───── STORED ROWS
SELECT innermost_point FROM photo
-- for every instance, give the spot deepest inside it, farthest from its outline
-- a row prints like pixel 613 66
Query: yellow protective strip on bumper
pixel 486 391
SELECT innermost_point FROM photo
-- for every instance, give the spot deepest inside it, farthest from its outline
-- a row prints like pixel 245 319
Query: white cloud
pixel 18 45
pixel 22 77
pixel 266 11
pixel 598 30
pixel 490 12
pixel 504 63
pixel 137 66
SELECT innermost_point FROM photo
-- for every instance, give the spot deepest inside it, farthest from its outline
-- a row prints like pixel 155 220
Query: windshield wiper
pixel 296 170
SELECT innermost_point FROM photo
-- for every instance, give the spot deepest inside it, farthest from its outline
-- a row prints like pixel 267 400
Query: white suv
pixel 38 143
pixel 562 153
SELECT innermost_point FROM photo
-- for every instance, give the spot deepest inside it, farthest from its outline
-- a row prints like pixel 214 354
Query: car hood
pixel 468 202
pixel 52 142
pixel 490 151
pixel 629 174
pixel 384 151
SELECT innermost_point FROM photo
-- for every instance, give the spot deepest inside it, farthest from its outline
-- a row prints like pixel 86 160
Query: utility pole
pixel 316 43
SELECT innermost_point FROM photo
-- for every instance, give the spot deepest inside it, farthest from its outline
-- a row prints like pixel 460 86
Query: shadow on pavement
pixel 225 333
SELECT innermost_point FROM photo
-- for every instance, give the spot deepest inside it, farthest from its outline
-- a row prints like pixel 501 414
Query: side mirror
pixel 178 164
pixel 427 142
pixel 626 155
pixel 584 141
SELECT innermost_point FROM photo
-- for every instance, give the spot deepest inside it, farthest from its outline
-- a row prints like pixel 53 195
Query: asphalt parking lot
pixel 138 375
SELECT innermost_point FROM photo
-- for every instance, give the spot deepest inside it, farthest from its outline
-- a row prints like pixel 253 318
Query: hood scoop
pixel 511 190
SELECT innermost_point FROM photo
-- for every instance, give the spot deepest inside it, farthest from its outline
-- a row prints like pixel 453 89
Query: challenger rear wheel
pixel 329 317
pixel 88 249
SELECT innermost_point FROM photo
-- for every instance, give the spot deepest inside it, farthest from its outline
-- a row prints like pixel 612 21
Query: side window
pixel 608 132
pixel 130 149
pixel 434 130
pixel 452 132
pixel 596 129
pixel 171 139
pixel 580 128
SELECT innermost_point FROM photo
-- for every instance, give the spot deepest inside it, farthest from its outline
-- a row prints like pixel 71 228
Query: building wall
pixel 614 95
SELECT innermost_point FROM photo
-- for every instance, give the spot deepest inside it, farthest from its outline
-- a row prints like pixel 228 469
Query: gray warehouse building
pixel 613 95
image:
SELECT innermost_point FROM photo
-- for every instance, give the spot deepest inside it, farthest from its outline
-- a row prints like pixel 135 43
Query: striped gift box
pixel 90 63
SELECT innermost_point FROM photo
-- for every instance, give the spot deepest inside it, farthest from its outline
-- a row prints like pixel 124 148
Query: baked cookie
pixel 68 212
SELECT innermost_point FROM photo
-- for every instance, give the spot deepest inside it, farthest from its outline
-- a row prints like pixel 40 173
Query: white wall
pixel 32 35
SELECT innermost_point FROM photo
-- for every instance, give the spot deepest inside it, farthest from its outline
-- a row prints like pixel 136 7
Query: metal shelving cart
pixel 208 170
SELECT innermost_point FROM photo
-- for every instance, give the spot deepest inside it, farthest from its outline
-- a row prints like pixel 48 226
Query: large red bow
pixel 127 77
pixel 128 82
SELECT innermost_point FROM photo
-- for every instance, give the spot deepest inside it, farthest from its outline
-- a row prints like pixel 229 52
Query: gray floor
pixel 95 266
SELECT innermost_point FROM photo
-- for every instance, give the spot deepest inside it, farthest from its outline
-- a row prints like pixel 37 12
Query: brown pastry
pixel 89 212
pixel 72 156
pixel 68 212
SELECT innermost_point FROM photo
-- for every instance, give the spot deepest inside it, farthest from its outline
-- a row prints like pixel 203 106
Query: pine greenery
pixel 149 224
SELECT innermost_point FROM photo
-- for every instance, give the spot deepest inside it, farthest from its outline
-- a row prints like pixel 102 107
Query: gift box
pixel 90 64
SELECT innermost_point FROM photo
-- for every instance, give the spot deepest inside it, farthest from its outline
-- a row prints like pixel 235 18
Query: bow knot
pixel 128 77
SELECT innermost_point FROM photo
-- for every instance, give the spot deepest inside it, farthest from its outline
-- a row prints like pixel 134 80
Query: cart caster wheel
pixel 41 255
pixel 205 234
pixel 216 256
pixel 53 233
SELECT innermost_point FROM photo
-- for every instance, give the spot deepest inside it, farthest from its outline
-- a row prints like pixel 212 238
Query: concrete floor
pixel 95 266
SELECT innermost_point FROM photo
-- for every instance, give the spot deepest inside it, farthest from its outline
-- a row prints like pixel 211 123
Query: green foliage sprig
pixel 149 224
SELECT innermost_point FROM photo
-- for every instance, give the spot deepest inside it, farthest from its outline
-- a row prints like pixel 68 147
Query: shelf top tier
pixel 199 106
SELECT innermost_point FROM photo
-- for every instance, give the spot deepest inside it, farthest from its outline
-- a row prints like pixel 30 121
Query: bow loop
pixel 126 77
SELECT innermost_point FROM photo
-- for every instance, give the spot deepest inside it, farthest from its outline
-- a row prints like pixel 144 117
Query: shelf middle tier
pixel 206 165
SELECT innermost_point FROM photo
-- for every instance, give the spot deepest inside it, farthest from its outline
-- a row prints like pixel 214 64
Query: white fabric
──────────
● TASK OBJECTIVE
Can you rewrite all of these lines so that "innermost_point" becomes "deepest_point" everywhere it occurs, with nothing else changed?

● FULL ANSWER
SELECT deepest_point FROM photo
-- for every instance, give the spot deepest inside it, farthest from its outline
-- a row prints like pixel 613 66
Query: yellow protective strip on bumper
pixel 486 391
SELECT deepest_point FROM photo
-- for every instance, give the spot deepest inside it, farthest from its outline
-- a row prints like pixel 245 319
Query: white cloud
pixel 18 45
pixel 22 77
pixel 266 11
pixel 598 30
pixel 490 12
pixel 504 63
pixel 137 66
SELECT deepest_point FROM photo
-- for every instance, give the spot deepest inside it, farthest from its outline
-- a row prints like pixel 155 220
Query: windshield wiper
pixel 296 170
SELECT deepest_point FROM photo
-- for every instance, give the spot deepest inside it, farthest from its outline
-- a row prints like pixel 267 400
Query: white suv
pixel 38 143
pixel 562 153
SELECT deepest_point FROM photo
-- for every instance, give the spot deepest inside it, farthest from its outline
-- a row prints like pixel 214 354
Query: car hood
pixel 468 202
pixel 52 142
pixel 490 151
pixel 629 174
pixel 384 151
SELECT deepest_point FROM photo
-- for every instance, give the spot deepest inside it, farthest from its outline
-- a row prints like pixel 86 160
Query: utility pole
pixel 316 43
SELECT deepest_point FROM photo
-- for every instance, give the spot deepest inside it, farthest from its outline
-- a row prints like pixel 460 86
Query: shadow on pavement
pixel 225 333
SELECT deepest_point FROM photo
-- for every instance, give the spot deepest inside it, farthest from its outline
-- a row prints like pixel 501 414
Query: side mirror
pixel 178 164
pixel 427 142
pixel 626 155
pixel 584 141
SELECT deepest_point FROM photo
-- for every instance, give the spot deepest inside it, farthest from its outline
-- a row prints like pixel 53 195
Query: asphalt parking lot
pixel 138 375
SELECT deepest_point FROM photo
-- for every instance, give the spot deepest inside it, farthest from its outline
-- a row prints like pixel 253 318
Query: hood scoop
pixel 511 190
SELECT deepest_point FROM photo
-- for every instance, give the spot deepest inside it, farthest from its outline
-- a row prints like pixel 453 89
Query: challenger rear wheel
pixel 329 317
pixel 88 249
SELECT deepest_point FROM photo
-- for every instance, give the spot deepest inside it, farthest from its outline
-- a row prints like pixel 612 21
Query: side window
pixel 608 132
pixel 130 149
pixel 434 130
pixel 452 132
pixel 596 129
pixel 171 139
pixel 580 128
SELECT deepest_point FROM photo
-- for every instance, give the spot deepest inside it, farthest from its outline
-- a row prints like pixel 71 228
Query: building wall
pixel 614 95
SELECT deepest_point FROM photo
-- for every instance, give the spot deepest inside it, farthest from its outline
-- a row prints like pixel 228 469
Query: gray warehouse building
pixel 613 95
image:
SELECT deepest_point FROM photo
-- for every instance, give the spot deepest inside it, farthest from its outline
-- a row prints like pixel 135 43
Query: striped gift box
pixel 90 63
SELECT deepest_point FROM photo
-- for every instance, give the spot deepest inside it, farthest from its outline
-- a row prints like pixel 124 148
Query: baked cookie
pixel 68 212
SELECT deepest_point FROM photo
-- for every instance, give the spot deepest inside it, farthest from its outline
-- a row prints like pixel 40 173
Query: white wall
pixel 32 35
SELECT deepest_point FROM photo
-- for every instance, give the spot deepest inside it, farthest from its outline
-- a row prints like pixel 136 7
Query: metal shelving cart
pixel 208 170
SELECT deepest_point FROM photo
-- for every instance, give the spot deepest inside it, farthest from its outline
-- a row prints like pixel 48 226
Query: large red bow
pixel 127 77
pixel 128 82
SELECT deepest_point FROM photo
-- for every instance, give the spot deepest inside it, farthest from its outline
-- a row prints like pixel 229 52
Query: gray floor
pixel 95 266
SELECT deepest_point FROM photo
-- for every instance, give the spot deepest inside it, farthest from its outline
-- a row prints like pixel 37 12
Query: brown pastry
pixel 89 212
pixel 72 156
pixel 68 212
SELECT deepest_point FROM photo
-- for every instance, give the spot deepest inside it, farthest from its outline
-- a row prints like pixel 203 106
Query: pine greenery
pixel 149 224
SELECT deepest_point FROM photo
-- for every instance, give the spot deepest inside it, farthest from its outline
-- a row prints like pixel 102 107
Query: gift box
pixel 90 64
SELECT deepest_point FROM photo
-- for every instance, give the spot deepest inside it, farthest from its outline
-- a row prints like pixel 235 18
Query: bow knot
pixel 128 77
SELECT deepest_point FROM photo
-- for every instance, give the spot deepest inside it, farthest from its outline
-- a row prints like pixel 134 80
Query: cart caster wheel
pixel 41 255
pixel 205 234
pixel 216 256
pixel 53 233
SELECT deepest_point FROM photo
-- for every instance, give the spot deepest inside it, farthest from its outline
-- a row prints like pixel 212 238
Query: concrete floor
pixel 95 266
SELECT deepest_point FROM photo
-- for every instance, give the spot deepest inside it, farthest from its outline
-- a row prints like pixel 211 123
Query: green foliage sprig
pixel 149 224
SELECT deepest_point FROM photo
-- for every instance, give the spot deepest inside it, farthest from its outline
-- a row prints like pixel 68 147
Query: shelf top tier
pixel 199 106
SELECT deepest_point FROM photo
-- for every instance, give the spot deepest inside it, farthest from its outline
-- a row prints like pixel 30 121
Query: bow loop
pixel 126 77
SELECT deepest_point FROM photo
-- for every instance, give the spot deepest inside it, farthest from its outline
-- a row prints like pixel 144 117
Query: shelf middle tier
pixel 206 165
SELECT deepest_point FROM photo
-- for every instance, give the spot deepest inside it, farthest from its outline
-- a row prints like pixel 214 64
Query: white fabric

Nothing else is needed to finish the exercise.